EXERCISE:
Starting at the line with "Target: highway lane", set down each line of the entries below through the last one, exactly as it stands.

MATERIAL SUPPLIED:

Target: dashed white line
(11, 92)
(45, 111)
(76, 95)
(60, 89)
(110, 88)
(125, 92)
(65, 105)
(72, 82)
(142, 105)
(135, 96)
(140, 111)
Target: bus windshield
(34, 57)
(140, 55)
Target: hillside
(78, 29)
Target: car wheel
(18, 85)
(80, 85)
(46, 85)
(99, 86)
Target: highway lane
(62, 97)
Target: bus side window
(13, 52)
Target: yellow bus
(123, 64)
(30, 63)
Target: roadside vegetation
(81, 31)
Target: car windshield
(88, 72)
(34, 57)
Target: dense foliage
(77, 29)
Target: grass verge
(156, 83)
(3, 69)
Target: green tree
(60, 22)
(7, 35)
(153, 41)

ANSWER SPACE:
Target: highway lane
(62, 97)
Target: bus side window
(13, 52)
Target: yellow bus
(123, 64)
(30, 63)
Target: roadside vegetation
(81, 31)
Target: car windshield
(88, 72)
(34, 57)
Target: dense foliage
(77, 29)
Target: grass verge
(156, 83)
(3, 69)
Target: green tree
(60, 22)
(7, 35)
(153, 41)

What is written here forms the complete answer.